> _TASK DIRECTIONS_:
Swap "in this picture" for "in this image" throughout the records below, and reproduce them with no other change. Leave the pictures out of your answer.

[Point-based annotation data]
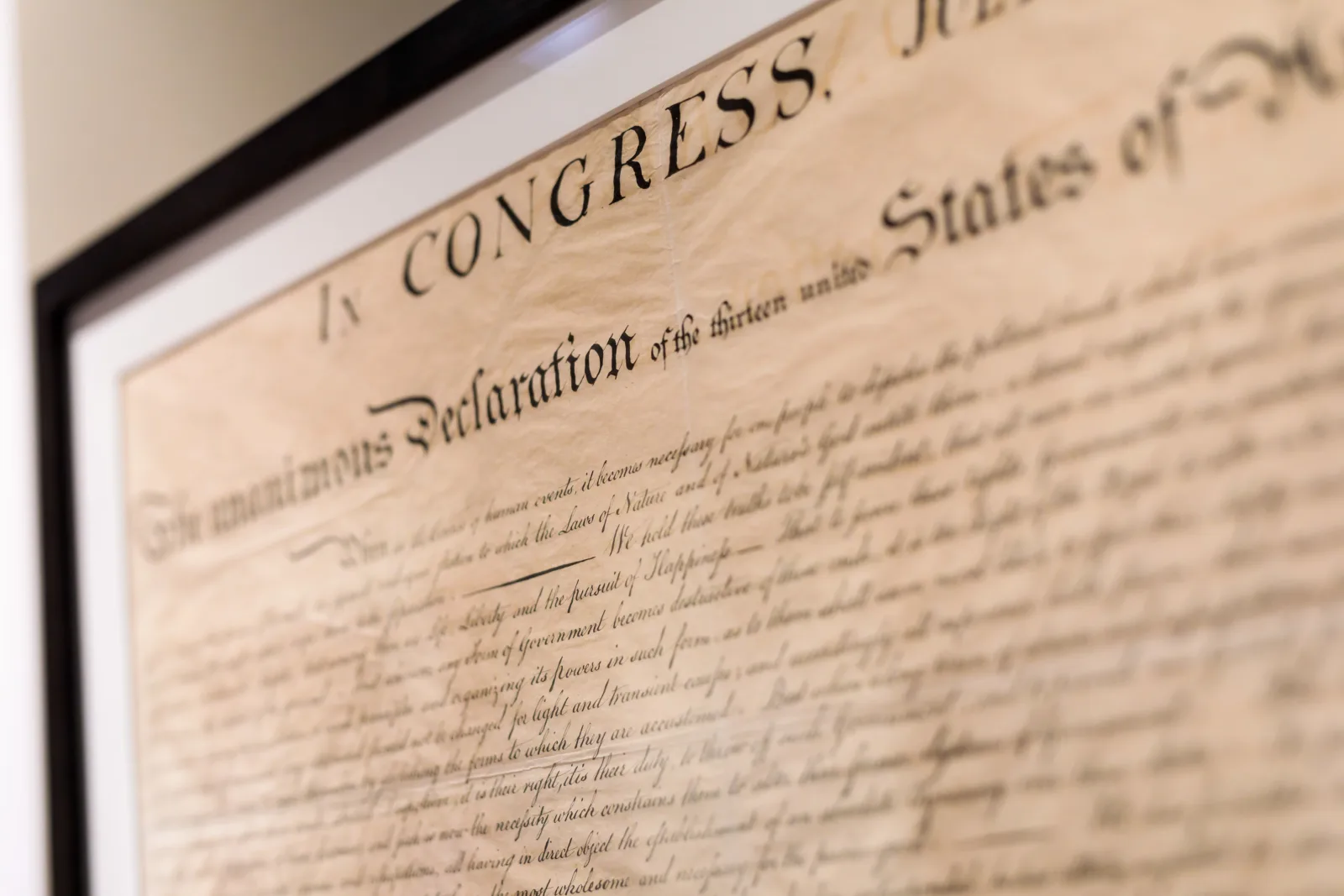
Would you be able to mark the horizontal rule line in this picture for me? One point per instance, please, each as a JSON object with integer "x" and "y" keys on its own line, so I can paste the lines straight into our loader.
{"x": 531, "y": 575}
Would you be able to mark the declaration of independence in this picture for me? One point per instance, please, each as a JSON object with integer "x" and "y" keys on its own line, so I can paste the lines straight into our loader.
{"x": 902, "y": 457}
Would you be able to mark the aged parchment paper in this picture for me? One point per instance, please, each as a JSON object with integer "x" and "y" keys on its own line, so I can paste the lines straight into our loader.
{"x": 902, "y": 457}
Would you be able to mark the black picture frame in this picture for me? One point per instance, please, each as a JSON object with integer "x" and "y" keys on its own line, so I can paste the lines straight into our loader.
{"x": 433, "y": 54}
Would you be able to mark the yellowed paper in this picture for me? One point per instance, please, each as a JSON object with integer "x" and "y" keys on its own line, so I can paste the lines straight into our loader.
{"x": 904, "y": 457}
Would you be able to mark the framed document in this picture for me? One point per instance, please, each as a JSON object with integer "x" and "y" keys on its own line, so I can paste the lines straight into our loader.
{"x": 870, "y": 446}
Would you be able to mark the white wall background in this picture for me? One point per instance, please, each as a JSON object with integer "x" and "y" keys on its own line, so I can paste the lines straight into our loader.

> _RESULT OF THIS TASK_:
Would you be able to mark the horizontal rule line in this image for me? One point per instance, please, each as a JSON object with integer "x" and "y" keys on its own line, so I can paste the lines straight into our loader.
{"x": 531, "y": 575}
Would you be able to mark the declaration of independence in this image for me? One point per instance, please, each as a JSON object with integer "x" and "y" keys on its own line, so I can paste the lines straight into our loader.
{"x": 902, "y": 457}
Would you be able to mark the aged parchment paper in this image for me? One point per instance, please, each as a JSON object with integer "x" and "y" keys on its own line, so I can paste the lines straight into our loader.
{"x": 902, "y": 457}
Would you be able to mark the black picture frame in this image for me? One point per instance, please, each as a JSON object with integer "x" and "y" keys on its own line, so I can paste the lines straight into our loader.
{"x": 433, "y": 54}
Would you be able to mark the yellowed paper in this image for me? One point per instance, please, each as a JSON object with integer "x" and "y" keys on its own line, so I can paste the lines straight into our loader.
{"x": 904, "y": 457}
Would you be able to mark the framed document in this image for me? One point per instance, please, each as a JSON object with integer "x" and "y" keys on its own line, so I can paste the lines straight into our loader.
{"x": 870, "y": 446}
Would you be able to mark the white wall background in this image for me? One point per instance, please, each as a JSON object with integer "x" and "y" keys on its own line, so I can paste the lines straight into our loader.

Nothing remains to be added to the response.